━━━━━ Extract provided ━━━━━

Warrenton is a small, coastal city in Clatsop County, Oregon, United States. Named for D.K. (Daniel Knight) Warren, an early settler, the town is primarily a fishing and logging community. The population was 6,277 according to the 2020 US Census. Warrenton is a less urbanized area close to the Clatsop County capital Astoria, Oregon.
"Making a Difference through excellence of service"
|• Mayor||Henry Balensifer|
|• Total||17.03 sq mi (44.11 km2)|
|• Land||12.66 sq mi (32.78 km2)|
|• Water||4.37 sq mi (11.33 km2)|
|Elevation||8 ft (2.4 m)|
|• Density||453.42/sq mi (175.07/km2)|
|Time zone||UTC−08:00 (Pacific)|
|• Summer (DST)||UTC−07:00 (Pacific)|
|Area code(s)||503 and 971|
|GNIS feature ID||1136879|
Prior to the arrival of the first settlers, this land was inhabited by the Clatsop tribe of Native Americans, whose tribe spanned from the south shore of the Columbia River to Tillamook Head. The county in which Warrenton is located was named after these people, as well as the last encampment that the Lewis and Clark Expedition established. Today, a replica of Fort Clatsop still stands just outside of Warrenton city limits.
The first pioneers who settled on the land that would become Warrenton (between 1845 and the early 1850s) were Jeremiah Gerome Tuller, J. W. Wallace, D. E. Pease, Ninian A. Eberman and George Washington Coffenbury. Coffenbury remains a household name in the town, as a local lake in Fort Stevens was named after him.
The first settlement within Warrenton city limits was Lexington, which was laid out in 1848, and served as the first county seat for Clatsop County. The name fell out of use for a time, and the area became known as Skipanon – a name that is now preserved by the Skipanon River, which flows through the town. A Lexington post office operated intermittently between 1850 and 1857; a Skipanon post office operated continuously from 1871 to 1903.
In 1863, the military battery, Fort Stevens, was built in the Warrenton area near the mouth of the Columbia River. Though military activity ceased in 1947, the remains of the fort are preserved as part of Lewis and Clark National Historical Park.

━━━━━ Record excerpts ━━━━━

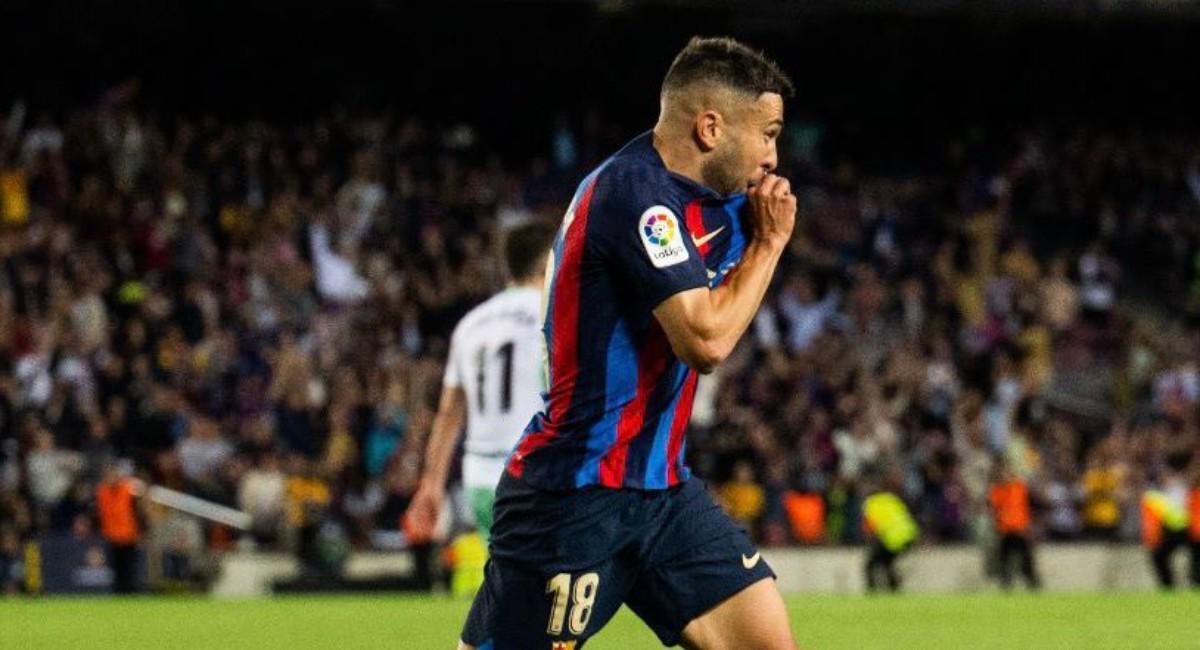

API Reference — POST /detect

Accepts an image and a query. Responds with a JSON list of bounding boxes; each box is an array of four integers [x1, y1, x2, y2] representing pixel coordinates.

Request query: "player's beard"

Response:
[[700, 144, 750, 199]]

━━━━━

• [Problems to work on]
1 – Can you reproduce the Warrenton passage word for word from "Warrenton is a small, coastal" to "capital Astoria, Oregon."?
2 – Would you continue the Warrenton passage, starting right after its last sentence?

• [Outputs for the tasks]
1 –
Warrenton is a small, coastal city in Clatsop County, Oregon, United States. Named for D.K. (Daniel Knight) Warren, an early settler, the town is primarily a fishing and logging community. The population was 6,277 according to the 2020 US Census. Warrenton is a less urbanized area close to the Clatsop County capital Astoria, Oregon.

2 –
Very few improvements were made to the land until the early 1870s, when D. K. Warren bought out some of the first settlers. With the help of Chinese labor, Warren reclaimed a large tract of the land by constructing a dike about 2.5 miles (4.0 km) in length, which was completed in 1878. Warren laid out the town in about 1891, and in the following year built the first schoolhouse, at a cost of $1,100, and gave it to the school district.
Standing at the northwestern extreme of Oregon, Warrenton is about 5 miles (8.0 km) west of Astoria, across the Youngs Bay bridge, which spans over 4,200 feet (1,300 m) of the Youngs Bay estuary at the mouth of the Columbia River.
According to the United States Census Bureau, the city has a total area of 17.66 square miles (45.74 km2), 12.77 square miles (33.07 km2) of which is land and 4.89 square miles (12.67 km2) is water.
Warrenton has one charter fishing port in Hammond and a major commercial fishing port in downtown Warrenton.
Warrenton is made up of the previously individual communities of Flavel, Fort Stevens, Hammond, Lexington, and Skipanon. The Fort Stevens post office operated at the Fort Stevens military post from 1899 to 1949. Hammond voted to disincorporate in November 1991 and merged with Warrenton on December 5. Hammond was named for lumberman Andrew B. Hammond, who completed the Astoria and Columbia River Railroad. Hammond, originally the site of a Clatsop village called Ne-ahk-stow, has its own ZIP Code of 97121, but is now technically part of Warrenton.
This region experiences mildly warm and dry summers, with no average monthly temperatures above 71.6 °F (22.0 °C). It's typically overcast or rainy due to its proximity to the ocean, but it does have some sunshine. According to the Köppen Climate Classification system, Warrenton has a warm-summer Mediterranean climate, abbreviated "Csb" on climate maps.
As of the 2020 census, the population was 6,277. There were 2,715 housing units, of which 2,497 were occupied and 218 were vacant. The racial makeup of the city was 82.1% White, 0.6% African American, 1.2% Native American, 1.6% Asian, 0.4% Pacific Islander, 4.1% from other races, and 10% from two or more races. Hispanic or Latino of any race were 9.1% of the population. 22.9% of residents were under the age of 18.
As of the census of 2010, there were 4,989 people, 1,948 households, and 1,287 families residing in the city. The population density was 390.7 inhabitants per square mile (150.9/km2). There were 2,196 housing units at an average density of 172.0 per square mile (66.4/km2). The racial makeup of the city was 91.5% White, 0.6% African American, 1.3% Native American, 1.1% Asian, 0.7% Pacific Islander, 1.8% from other races, and 3.0% from two or more races. Hispanic or Latino of any race were 5.7% of the population.
There were 1,948 households, of which 31.3% had children under the age of 18 living with them, 48.5% were married couples living together, 11.7% had a female householder with no husband present, 5.9% had a male householder with no wife present, and 33.9% were non-families. 26.4% of all households were made up of individuals, and 10% had someone living alone who was 65 years of age or older. The average household size was 2.45 and the average family size was 2.95.
The median age in the city was 37.6 years. 23.8% of residents were under the age of 18; 9.8% were between the ages of 18 and 24; 25.2% were from 25 to 44; 27.4% were from 45 to 64; and 14% were 65 years of age or older. The gender makeup of the city was 51.0% male and 49.0% female.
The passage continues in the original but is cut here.